» **The task**
Rewrite the material below so that "Wildlife-tally request" becomes "Item-count request" everywhere it appears. Keep every other character the same.

** start of Exercise material **

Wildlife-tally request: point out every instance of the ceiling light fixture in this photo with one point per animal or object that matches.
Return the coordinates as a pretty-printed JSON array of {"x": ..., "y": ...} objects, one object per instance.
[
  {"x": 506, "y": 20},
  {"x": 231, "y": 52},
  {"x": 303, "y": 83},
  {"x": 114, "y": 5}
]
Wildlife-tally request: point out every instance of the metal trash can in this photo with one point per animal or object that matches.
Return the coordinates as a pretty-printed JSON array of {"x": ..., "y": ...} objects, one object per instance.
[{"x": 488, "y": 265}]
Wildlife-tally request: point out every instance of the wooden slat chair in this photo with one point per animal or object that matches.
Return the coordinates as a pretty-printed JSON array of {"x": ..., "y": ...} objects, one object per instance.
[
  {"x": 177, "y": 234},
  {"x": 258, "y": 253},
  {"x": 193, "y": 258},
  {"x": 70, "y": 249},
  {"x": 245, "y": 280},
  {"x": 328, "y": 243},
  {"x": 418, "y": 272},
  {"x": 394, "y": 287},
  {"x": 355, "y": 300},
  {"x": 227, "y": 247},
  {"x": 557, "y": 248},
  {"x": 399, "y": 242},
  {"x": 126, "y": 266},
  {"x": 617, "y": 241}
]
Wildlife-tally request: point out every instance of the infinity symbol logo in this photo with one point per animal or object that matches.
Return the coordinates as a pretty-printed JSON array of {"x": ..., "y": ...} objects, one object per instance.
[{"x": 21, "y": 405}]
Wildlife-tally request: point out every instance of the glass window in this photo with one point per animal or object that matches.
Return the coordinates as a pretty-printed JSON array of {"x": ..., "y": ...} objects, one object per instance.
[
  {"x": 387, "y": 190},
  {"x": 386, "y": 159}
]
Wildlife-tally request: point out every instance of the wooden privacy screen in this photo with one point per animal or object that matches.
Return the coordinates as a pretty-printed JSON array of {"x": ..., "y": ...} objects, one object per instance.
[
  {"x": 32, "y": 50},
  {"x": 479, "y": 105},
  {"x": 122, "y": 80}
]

** end of Exercise material **

» **The output**
Item-count request: point out every instance of the ceiling light fixture in this photo with one point per animal or object that matches.
Return the coordinates as a pretty-printed JSON array of {"x": ..., "y": ...} objects, one object per instance.
[
  {"x": 506, "y": 20},
  {"x": 231, "y": 52},
  {"x": 303, "y": 83},
  {"x": 114, "y": 5}
]
Item-count request: point out every instance of the metal trash can in this photo with one point per animal or object that matches.
Return the coordinates as a pretty-printed JSON array of {"x": ..., "y": ...} objects, one object per instance.
[{"x": 488, "y": 265}]
Item-count request: point out every instance of the wooden slat chair in this photo with one point per animal or object that matches.
Return the coordinates as a pretty-printed JSON array of {"x": ..., "y": ...} objects, one object per instance.
[
  {"x": 177, "y": 234},
  {"x": 258, "y": 253},
  {"x": 193, "y": 258},
  {"x": 70, "y": 249},
  {"x": 245, "y": 280},
  {"x": 328, "y": 243},
  {"x": 418, "y": 272},
  {"x": 394, "y": 287},
  {"x": 355, "y": 300},
  {"x": 227, "y": 247},
  {"x": 557, "y": 248},
  {"x": 399, "y": 242},
  {"x": 126, "y": 266},
  {"x": 617, "y": 241}
]
Item-count request: point out every instance of the infinity symbol logo in this photo with one point per animal or object that matches.
Return the coordinates as a pretty-printed JSON array of {"x": ..., "y": ...} objects, one object per instance.
[{"x": 21, "y": 405}]
Item-count request: point out every instance of the glass window in this photo with one point per animal or object that matches.
Return the coordinates as a pretty-printed JSON array of {"x": ..., "y": ...} objects, one object per instance.
[
  {"x": 387, "y": 190},
  {"x": 386, "y": 159}
]
Item-count request: point out every instance of the wooden privacy screen in this photo with one point per animal or object that matches.
Return the coordinates as a pretty-printed JSON array of {"x": ..., "y": ...} objects, one object per instance.
[
  {"x": 32, "y": 50},
  {"x": 479, "y": 105},
  {"x": 122, "y": 80}
]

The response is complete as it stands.